--- Start Record extracts ---

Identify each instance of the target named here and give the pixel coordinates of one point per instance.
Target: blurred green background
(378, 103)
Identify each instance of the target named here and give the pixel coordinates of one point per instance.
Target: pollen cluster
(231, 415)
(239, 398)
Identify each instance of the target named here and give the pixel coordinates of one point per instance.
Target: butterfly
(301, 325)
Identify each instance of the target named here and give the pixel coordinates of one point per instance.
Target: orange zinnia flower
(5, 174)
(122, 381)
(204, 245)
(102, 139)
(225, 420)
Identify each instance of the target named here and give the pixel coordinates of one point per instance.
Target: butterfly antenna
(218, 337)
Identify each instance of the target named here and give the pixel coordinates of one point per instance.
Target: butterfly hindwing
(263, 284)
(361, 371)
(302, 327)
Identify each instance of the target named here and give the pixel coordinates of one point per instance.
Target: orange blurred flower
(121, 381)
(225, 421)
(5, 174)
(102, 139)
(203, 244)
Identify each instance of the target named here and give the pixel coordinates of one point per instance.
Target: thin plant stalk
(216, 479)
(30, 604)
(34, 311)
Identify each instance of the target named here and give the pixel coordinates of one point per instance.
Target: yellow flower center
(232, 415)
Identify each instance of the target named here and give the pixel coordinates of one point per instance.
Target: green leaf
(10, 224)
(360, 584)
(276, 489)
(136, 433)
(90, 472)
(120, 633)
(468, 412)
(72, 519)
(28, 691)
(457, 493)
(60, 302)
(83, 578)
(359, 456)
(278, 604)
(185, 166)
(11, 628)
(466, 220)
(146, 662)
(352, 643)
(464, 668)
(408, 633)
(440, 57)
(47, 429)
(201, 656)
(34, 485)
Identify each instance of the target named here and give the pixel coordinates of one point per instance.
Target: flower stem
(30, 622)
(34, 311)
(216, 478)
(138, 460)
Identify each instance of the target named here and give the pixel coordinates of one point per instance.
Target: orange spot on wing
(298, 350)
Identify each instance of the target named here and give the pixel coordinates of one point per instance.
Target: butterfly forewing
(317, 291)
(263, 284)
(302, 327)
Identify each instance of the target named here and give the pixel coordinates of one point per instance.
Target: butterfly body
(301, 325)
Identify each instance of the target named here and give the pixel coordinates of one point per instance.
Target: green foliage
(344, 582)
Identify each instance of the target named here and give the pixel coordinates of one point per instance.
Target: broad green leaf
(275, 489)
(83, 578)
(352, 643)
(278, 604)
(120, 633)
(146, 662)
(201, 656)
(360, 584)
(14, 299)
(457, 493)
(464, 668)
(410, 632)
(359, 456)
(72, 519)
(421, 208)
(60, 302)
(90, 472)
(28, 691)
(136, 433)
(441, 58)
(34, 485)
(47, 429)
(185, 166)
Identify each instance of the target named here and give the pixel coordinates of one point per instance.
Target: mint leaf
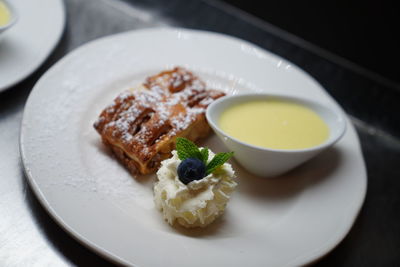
(187, 149)
(217, 161)
(204, 154)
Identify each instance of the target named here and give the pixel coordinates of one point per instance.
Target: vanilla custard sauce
(276, 124)
(4, 14)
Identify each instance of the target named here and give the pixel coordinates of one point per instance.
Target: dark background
(363, 32)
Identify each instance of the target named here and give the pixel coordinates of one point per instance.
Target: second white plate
(288, 221)
(25, 46)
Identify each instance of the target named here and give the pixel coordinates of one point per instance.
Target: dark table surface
(29, 237)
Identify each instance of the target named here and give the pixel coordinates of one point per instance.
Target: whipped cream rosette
(193, 200)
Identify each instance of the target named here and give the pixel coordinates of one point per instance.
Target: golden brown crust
(141, 126)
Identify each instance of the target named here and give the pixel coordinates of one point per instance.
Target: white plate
(25, 46)
(280, 222)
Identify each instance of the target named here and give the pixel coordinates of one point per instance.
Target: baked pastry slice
(141, 125)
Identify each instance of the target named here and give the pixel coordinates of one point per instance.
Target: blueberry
(191, 169)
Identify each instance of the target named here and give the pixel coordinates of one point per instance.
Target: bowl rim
(292, 98)
(13, 15)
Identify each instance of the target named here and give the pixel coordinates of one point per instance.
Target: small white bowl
(266, 162)
(13, 16)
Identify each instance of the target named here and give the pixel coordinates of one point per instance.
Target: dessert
(193, 188)
(141, 125)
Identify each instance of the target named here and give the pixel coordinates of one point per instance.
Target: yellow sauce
(4, 14)
(274, 124)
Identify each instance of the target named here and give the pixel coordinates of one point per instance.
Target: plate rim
(308, 259)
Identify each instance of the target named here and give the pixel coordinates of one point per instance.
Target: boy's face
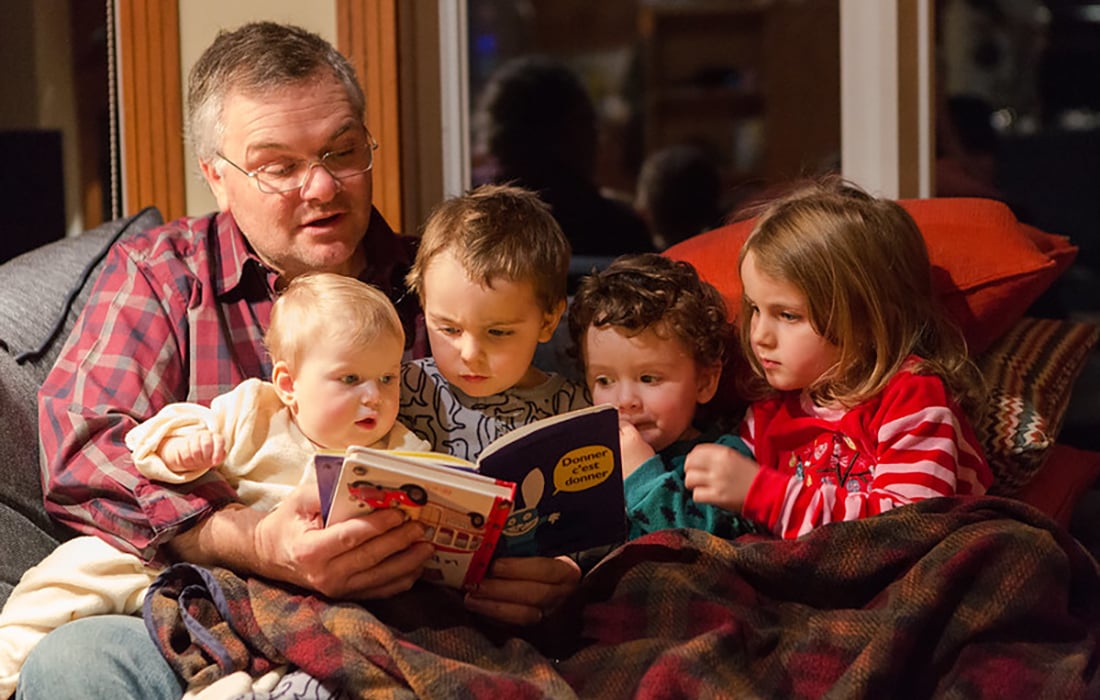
(344, 394)
(653, 381)
(483, 338)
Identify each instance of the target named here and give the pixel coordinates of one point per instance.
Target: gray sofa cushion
(41, 294)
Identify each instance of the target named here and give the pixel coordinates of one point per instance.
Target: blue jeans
(107, 656)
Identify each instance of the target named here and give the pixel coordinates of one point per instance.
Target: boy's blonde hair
(864, 266)
(497, 232)
(327, 307)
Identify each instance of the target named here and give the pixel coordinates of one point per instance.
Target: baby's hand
(719, 476)
(198, 451)
(635, 448)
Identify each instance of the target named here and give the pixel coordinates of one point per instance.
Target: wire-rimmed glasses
(292, 174)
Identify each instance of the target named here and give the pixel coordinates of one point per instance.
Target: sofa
(41, 295)
(657, 609)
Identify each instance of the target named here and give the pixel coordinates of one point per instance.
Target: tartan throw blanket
(947, 598)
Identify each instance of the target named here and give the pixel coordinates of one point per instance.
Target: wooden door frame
(151, 110)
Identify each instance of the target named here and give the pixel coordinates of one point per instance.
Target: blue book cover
(569, 474)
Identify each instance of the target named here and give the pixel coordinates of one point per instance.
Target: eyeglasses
(290, 174)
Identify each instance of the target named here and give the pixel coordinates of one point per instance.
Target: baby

--- End Record extracts ---

#### What the exercise asks:
Retype the entries word for word. Omit any images.

#### Result for this exercise:
Identify each instance of the target named here and give the pixel coordinates of one point per instance.
Target: blurred green background
(378, 103)
Identify each instance of the target named here and give the pixel coordinates of one point per instance.
Target: pollen cluster
(231, 415)
(239, 398)
Identify each instance of the target named here and give the pixel coordinates of one point per instance.
Target: butterfly
(301, 325)
Identify each instance of the target named here and give the pixel coordinates of one point per instance.
Target: orange zinnia flower
(5, 174)
(122, 381)
(204, 245)
(102, 139)
(225, 420)
Identify each instance of the target named here and give the pixel coordinates of one point per instance.
Target: butterfly antenna
(218, 337)
Identify each instance of the target named here and give the pixel coordinates of one point per instance.
Target: butterfly hindwing
(263, 284)
(361, 371)
(302, 327)
Identify each instance of the target named here and give the pixel coordinates of one point per instance.
Target: orange blurred flower
(121, 381)
(225, 421)
(5, 174)
(102, 139)
(203, 244)
Identify each instance of the target named here and give the pixel coordinates of one point per instance.
Target: thin plant stalk
(216, 479)
(30, 604)
(34, 311)
Identify each instance of the target named here and give the pixel coordinates of one point per instance.
Target: yellow flower center
(232, 415)
Identify each instance of the target named here and give the pixel coordinates of one point per instance.
Target: green leaf
(10, 224)
(360, 584)
(276, 489)
(136, 433)
(90, 472)
(120, 633)
(468, 412)
(72, 519)
(28, 691)
(457, 493)
(60, 302)
(83, 578)
(359, 456)
(278, 604)
(185, 166)
(11, 628)
(466, 220)
(146, 662)
(352, 643)
(464, 668)
(408, 633)
(440, 57)
(47, 429)
(201, 656)
(34, 485)
Identify each instance of the target named here and give the pixel coordinates of one point per instance.
Target: flower stem
(30, 622)
(34, 311)
(216, 478)
(138, 460)
Identify each instance of the target named here and give the pixel coordinates of one point per instance.
Target: orange spot on wing
(298, 350)
Identify each instance of the target named here and give the pixel coordinates of one point per instance.
Target: butterfly forewing
(317, 291)
(263, 284)
(302, 327)
Identify each instance of the target named here and give the pixel coordinates of one point per instance.
Target: butterfly body
(301, 325)
Identify each instance of the target named here and give the pixel coordinates of one point per instance.
Target: green foliage
(344, 582)
Identify each instance of the target named here and give the pixel coordinates of one point per instance.
Target: broad green leaf
(275, 489)
(83, 578)
(352, 643)
(278, 604)
(120, 633)
(146, 662)
(201, 656)
(360, 584)
(14, 299)
(457, 493)
(464, 668)
(410, 632)
(359, 456)
(72, 519)
(421, 208)
(60, 302)
(90, 472)
(28, 691)
(136, 433)
(441, 58)
(34, 485)
(47, 429)
(185, 166)
Identify each instance of the target named here and give the pixel coordinates of one point per instance.
Target: mint leaf
(187, 149)
(217, 161)
(204, 154)
Identify each instance of the target named here and give the pixel coordinates of one point per instance.
Target: vanilla custard sauce
(276, 124)
(4, 14)
Identify each instance of the target named here and give the pixel coordinates of one point per instance.
Target: dark background
(363, 32)
Identify each instance of the target named here and give the pixel coordinates of one point per instance.
Target: second white plate
(288, 221)
(25, 46)
Identify each instance of the target named here and give the pixel coordinates of one point per instance.
Target: dark table surface
(29, 237)
Identify each instance of the target named here and give the pixel coordinates of one point per instance.
Target: whipped cream rosette
(193, 200)
Identify each instance of the target named here and give the pixel coordinates of one point per instance.
Target: golden brown crust
(141, 126)
Identify each instance of the target named here and give the pixel coordinates of one point per instance.
Target: white plate
(25, 46)
(280, 222)
Identify each instance of the target named here and give the pixel coordinates of one point per instance.
Target: baked pastry slice
(141, 125)
Identify each instance of the target named here and give the pixel coordinates of one point per instance.
Target: blueberry
(191, 169)
Identify each instance of the target named here and give the pixel coordinates of one point per instance.
Target: bowl rim
(292, 98)
(13, 15)
Identify each instance of the target named here and give the pixel coordinates of one point per instance.
Target: small white bowl
(266, 162)
(13, 16)
Identify each instance of the target named here and give the pixel coordinates of one point per instance.
Target: dessert
(193, 188)
(141, 125)
Identify each instance of the target named here and give the pixel coordinates of one point per instance.
Target: yellow sauce
(4, 14)
(274, 124)
Identify each instance of the target named here and give the pixel coordinates of one point per instance.
Target: plate rim
(308, 259)
Identify each instance of the target named here and give the pixel coordinates of one point per instance.
Target: boy's face
(344, 394)
(653, 381)
(483, 338)
Identify each instance of the target named here and give the pixel coordinates of one point per instance.
Target: gray sofa cushion
(41, 294)
Identify each instance of the target named here and give the pixel coordinates of one point per instance.
Target: blue jeans
(107, 656)
Identify each instance of the target named here and give the pixel coordinates of one point per instance.
Target: boy's blonde hair
(864, 266)
(497, 232)
(327, 307)
Identify each instance of the target named here and give the pixel coordinates of one point per instance.
Target: baby's hand
(719, 476)
(198, 451)
(635, 448)
Identify each instance of the target named here and give the pixel coordinates of one point per instance.
Target: wire-rimmed glasses
(292, 174)
Identify each instance of the target named here and give the pixel coordinates of one point per instance.
Target: sofa
(41, 295)
(657, 609)
Identify each instance of the target named here and give the pixel coordinates of one point per instance.
Target: tartan throw blanket
(947, 598)
Identify each instance of the target named here and give the pixel coordinates of one point per instance.
Target: wooden door frame
(151, 110)
Identify each instance of the target named here and give the pixel coordinates of one point per instance.
Target: blue book cover
(569, 474)
Identify each instance of the target named here and give the pixel coordinates of one point per instance.
Target: eyeglasses
(290, 174)
Identify each instance of the target named here and give the pixel coordinates of one point per instance.
Target: baby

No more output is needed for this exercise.